WORK REQUIRED: Transcribe all of the records exactly, leaving every line as it is.

Data extracted from a collection:
-*-

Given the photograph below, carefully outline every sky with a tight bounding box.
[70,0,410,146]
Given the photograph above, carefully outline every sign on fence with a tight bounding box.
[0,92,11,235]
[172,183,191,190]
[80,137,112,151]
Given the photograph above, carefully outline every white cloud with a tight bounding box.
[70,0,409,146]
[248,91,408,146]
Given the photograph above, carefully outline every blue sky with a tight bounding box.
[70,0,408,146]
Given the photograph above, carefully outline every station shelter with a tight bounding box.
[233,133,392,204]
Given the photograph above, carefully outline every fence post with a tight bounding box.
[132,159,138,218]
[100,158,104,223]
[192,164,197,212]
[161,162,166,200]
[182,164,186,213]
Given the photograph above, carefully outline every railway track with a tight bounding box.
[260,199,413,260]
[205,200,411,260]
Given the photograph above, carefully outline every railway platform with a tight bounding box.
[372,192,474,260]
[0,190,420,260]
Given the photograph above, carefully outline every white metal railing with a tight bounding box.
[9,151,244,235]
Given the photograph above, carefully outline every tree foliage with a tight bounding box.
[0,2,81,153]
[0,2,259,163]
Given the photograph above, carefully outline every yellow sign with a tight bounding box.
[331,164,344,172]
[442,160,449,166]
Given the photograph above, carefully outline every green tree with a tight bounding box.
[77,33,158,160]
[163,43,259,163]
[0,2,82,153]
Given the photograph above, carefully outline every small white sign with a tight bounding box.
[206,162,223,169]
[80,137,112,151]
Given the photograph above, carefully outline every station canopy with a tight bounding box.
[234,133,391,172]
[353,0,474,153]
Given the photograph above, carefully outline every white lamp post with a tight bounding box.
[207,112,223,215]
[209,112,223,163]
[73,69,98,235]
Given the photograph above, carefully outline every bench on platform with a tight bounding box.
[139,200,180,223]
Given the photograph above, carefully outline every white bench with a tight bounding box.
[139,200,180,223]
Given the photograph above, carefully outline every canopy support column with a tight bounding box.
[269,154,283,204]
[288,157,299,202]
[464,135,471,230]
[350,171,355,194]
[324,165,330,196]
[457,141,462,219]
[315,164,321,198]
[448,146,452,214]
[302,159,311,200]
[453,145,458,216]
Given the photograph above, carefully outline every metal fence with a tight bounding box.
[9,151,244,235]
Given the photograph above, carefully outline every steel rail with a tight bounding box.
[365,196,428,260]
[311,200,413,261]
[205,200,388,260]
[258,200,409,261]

-*-

FINISHED EXERCISE:
Given the photograph below, carefully outline every sky with a tight bounding box.
[70,0,410,146]
Given the photograph above, carefully outline every sign on fence with a tight bounding box.
[0,92,11,235]
[172,183,191,190]
[80,137,112,151]
Given the photograph above, carefully outline every white cloud with a tight bounding box.
[70,0,409,146]
[248,91,408,146]
Given the photograph above, carefully outline every blue sky with a tight bounding box.
[70,0,408,146]
Given the photograph above, carefully outline every station shelter with a tight bounding box.
[233,133,392,204]
Given the photograph above, carefully outline every fence post with a tight bounding box.
[132,159,138,218]
[100,158,104,223]
[192,164,197,212]
[161,162,166,200]
[182,164,186,213]
Given the photograph above, carefully outline every railway track with a tight bounding box.
[260,199,413,260]
[205,200,411,260]
Given the photograph above, carefully outline every railway platform with a tight bounding box.
[372,192,474,260]
[0,190,420,260]
Given the photograph above, carefully outline every white metal railing with a tight bounding box.
[9,151,244,235]
Given the photograph above, carefully outline every tree foliage with a tight bounding box.
[0,2,81,153]
[0,2,259,163]
Given the photograph above, carefully outline every yellow sign with a tight bounding box.
[331,164,344,172]
[442,160,449,166]
Given the photograph above, carefully outline every green tree with a tight bounding box.
[77,33,158,160]
[163,43,259,163]
[0,2,82,153]
Given the photograph above, carefully outline every small white sign with a tight bounding box.
[206,162,223,169]
[80,137,112,151]
Given the photograph above, carefully outline every station canopy with a tight bounding box.
[234,133,391,172]
[353,0,474,153]
Given the photograph above, carefully outline every white lamp post with a tight bounding box.
[207,112,223,215]
[209,112,223,163]
[73,69,98,235]
Given the photograph above, carefully outline every bench on platform with a tight bounding box.
[139,200,180,223]
Given the photograph above, carefully outline every white bench with a tight bounding box.
[139,200,180,223]
Given the photograph above, carefully outline every canopy support column with a tight bounding box.
[269,154,283,204]
[288,157,299,202]
[464,135,471,230]
[350,171,355,194]
[324,165,330,196]
[457,141,462,219]
[315,164,321,198]
[448,146,452,214]
[302,159,311,200]
[453,145,458,216]
Given the photograph above, carefully outline every metal fence with a tight bounding box.
[9,151,244,235]
Given the photograph above, carefully outline every steel rail with a tight bounding box.
[365,196,428,260]
[311,200,413,261]
[205,200,388,260]
[258,200,409,261]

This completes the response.